Task brief ▸
Return all of the entries below exactly as they are given.

Data records ▸
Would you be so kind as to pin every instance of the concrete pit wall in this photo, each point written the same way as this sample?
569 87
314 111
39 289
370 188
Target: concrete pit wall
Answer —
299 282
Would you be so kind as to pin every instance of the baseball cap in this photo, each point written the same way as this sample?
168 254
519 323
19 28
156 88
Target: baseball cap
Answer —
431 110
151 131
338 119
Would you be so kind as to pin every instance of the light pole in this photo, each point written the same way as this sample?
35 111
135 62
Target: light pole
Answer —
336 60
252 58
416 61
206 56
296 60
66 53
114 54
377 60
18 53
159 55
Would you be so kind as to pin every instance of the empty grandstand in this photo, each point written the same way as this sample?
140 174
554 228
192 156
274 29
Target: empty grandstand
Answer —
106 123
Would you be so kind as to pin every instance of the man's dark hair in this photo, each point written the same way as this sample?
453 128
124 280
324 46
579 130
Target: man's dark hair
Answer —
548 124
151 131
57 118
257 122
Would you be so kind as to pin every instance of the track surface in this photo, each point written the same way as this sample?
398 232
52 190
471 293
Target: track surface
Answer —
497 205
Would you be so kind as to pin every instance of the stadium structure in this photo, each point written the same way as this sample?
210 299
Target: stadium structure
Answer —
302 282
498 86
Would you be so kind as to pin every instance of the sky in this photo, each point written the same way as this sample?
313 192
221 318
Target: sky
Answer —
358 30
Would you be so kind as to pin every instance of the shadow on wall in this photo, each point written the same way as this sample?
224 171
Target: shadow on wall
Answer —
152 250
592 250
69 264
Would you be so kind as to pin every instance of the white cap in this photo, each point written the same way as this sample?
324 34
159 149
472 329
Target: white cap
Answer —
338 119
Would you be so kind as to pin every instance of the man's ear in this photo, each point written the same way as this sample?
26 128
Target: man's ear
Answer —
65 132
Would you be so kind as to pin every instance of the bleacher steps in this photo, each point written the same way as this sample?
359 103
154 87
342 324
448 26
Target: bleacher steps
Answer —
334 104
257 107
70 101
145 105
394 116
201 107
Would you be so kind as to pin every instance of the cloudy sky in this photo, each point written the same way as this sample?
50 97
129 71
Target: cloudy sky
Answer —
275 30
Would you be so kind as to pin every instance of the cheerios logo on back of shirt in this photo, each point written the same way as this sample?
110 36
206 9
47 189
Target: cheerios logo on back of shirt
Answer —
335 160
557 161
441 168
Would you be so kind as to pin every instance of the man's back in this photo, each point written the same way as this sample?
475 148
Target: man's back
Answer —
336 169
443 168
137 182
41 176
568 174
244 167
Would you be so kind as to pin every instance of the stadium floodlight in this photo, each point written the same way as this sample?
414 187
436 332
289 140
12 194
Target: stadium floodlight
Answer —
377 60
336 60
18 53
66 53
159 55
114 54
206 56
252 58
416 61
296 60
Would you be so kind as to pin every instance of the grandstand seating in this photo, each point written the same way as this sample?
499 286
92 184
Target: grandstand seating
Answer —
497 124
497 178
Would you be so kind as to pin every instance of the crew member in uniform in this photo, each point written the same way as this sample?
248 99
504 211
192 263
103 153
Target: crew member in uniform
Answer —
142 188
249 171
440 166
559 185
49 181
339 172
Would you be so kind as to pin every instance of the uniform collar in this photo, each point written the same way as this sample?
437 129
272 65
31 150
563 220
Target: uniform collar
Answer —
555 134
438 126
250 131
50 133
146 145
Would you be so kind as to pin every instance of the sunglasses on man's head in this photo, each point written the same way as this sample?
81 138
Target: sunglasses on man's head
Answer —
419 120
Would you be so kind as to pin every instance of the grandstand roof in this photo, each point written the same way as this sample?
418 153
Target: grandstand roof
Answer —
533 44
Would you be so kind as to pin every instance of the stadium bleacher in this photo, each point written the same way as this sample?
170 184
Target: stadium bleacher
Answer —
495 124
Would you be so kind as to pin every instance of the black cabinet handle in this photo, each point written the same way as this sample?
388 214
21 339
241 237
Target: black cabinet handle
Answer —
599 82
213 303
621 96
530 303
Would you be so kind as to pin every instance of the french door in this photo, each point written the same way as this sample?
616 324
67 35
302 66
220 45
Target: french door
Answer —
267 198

Your response ▸
Would you be so kind as to pin every instance of the concrete pit wall in this photo, each point written the same way as this sample?
569 87
314 111
39 289
370 188
Target: concrete pit wall
Answer —
299 282
Would you be so kind as to pin every instance of the baseball cap in this photo, each point written the same way as this sample?
168 254
519 323
19 28
156 88
Target: baseball cap
Answer —
431 110
151 131
338 119
Would you be so kind as to pin every instance of the light pole in this photo, each point written the same way as this sample?
35 111
135 62
Target: light pole
Answer —
336 60
252 58
416 61
206 56
296 60
66 53
114 54
377 60
18 53
159 55
Would you be so kind as to pin every instance of the empty grandstand in this photo, each point written the same way as this sample?
140 174
554 228
192 156
274 29
Target: empty grandstand
Answer —
106 123
Would you be so kind as to pin every instance of the man's dark hair in this photo, each point written the same way as this sample?
453 128
124 280
324 46
579 130
Target: man's dark hair
Answer —
548 124
151 131
57 118
257 122
Would you be so kind as to pin every instance of the track surface in this photo, each point written the same way as this sample?
398 232
52 190
471 293
Target: track surface
Answer —
497 205
Would you be so kind as to pin every instance of the stadium structure in this photo, each point written the same way as this sample?
210 299
Target: stadium structure
Answer —
302 282
498 86
Would you be so kind as to pin every instance of the sky in this photo, each point written the same way as this sample?
313 192
221 318
Target: sky
Answer —
358 30
Would you be so kind as to pin every instance of the shadow on wall in this photo, each point written the same way as this sample?
224 171
Target: shadow on wall
Answer —
152 250
592 250
69 264
Would you be so kind as to pin every instance of the white cap in this photo, each point written the same way as this sample?
324 34
159 149
472 329
Target: white cap
Answer —
338 119
Would you be so kind as to pin every instance of the man's ear in this photo, each point written the same way as this sample?
26 128
Target: man's ear
Answer —
65 132
Would you be so kind as to pin every instance of the bleacher steps in this photo, each point written the same way as this sample?
359 103
154 87
342 324
448 26
Target: bleacher steps
Answer —
334 104
257 107
70 101
145 105
394 116
201 107
Would you be so kind as to pin every instance of the cloudy sky in this photo, each point written the same way as this sample?
50 97
129 71
Target: cloudy sky
Answer —
275 30
Would you be so kind as to pin every instance of the cheerios logo on back of shirt in this photo, each point written the same way as this sample?
110 36
206 9
47 189
Target: cheerios logo on back of shirt
Answer —
335 160
557 161
441 168
Would you be so kind as to pin every instance of the man's back in this photo, each point written the same way as this sample?
475 148
Target: man's back
Answer —
336 169
443 168
137 182
41 176
568 174
244 167
Would you be so kind as to pin every instance of the stadium floodlight in this photo, each point written the same way as this sample?
414 187
436 332
289 140
12 194
Target: stadium floodlight
Answer —
377 60
336 60
18 53
66 53
159 55
114 54
206 56
252 58
416 61
296 60
Would you be so kind as to pin every instance of the grandstand seating in this photo, each point written the same way as this sample?
499 286
92 184
Target: grandstand seating
Answer —
497 124
497 178
Would you be so kind as to pin every instance of the crew member in uniform in this photo, each point written the same way as this sample?
248 99
504 211
192 263
103 153
Target: crew member in uniform
Answer —
142 188
249 171
440 166
559 185
49 181
339 172
Would you be so kind as to pin every instance of the uniform collar in this photo, each point written the same way as this sample?
437 129
272 65
31 150
563 220
Target: uniform collar
Answer —
555 134
438 126
250 131
50 133
146 145
Would you be so kind as to pin every instance of the sunglasses on man's head in this photo, each point written the same way as this sample?
81 138
Target: sunglasses on man's head
Answer —
419 120
Would you be so kind as to pin every instance of the grandstand roof in this photo, each point written the same way as this sample?
418 153
Target: grandstand roof
Answer —
533 44
Would you be so kind as to pin every instance of the stadium bleacher in this photo, each point written the same way as this sample?
170 184
Target: stadium bleacher
Answer —
495 124
Would you be so kind as to pin every instance of the black cabinet handle in this photo, each point written the same way as this sample?
388 214
21 339
241 237
Target: black cabinet handle
Answer —
599 82
213 303
621 96
530 303
Would you be so kind as to pin every instance of the french door in this photo, each point written the same way as this sample?
616 324
67 35
302 66
220 45
Target: french door
Answer —
267 198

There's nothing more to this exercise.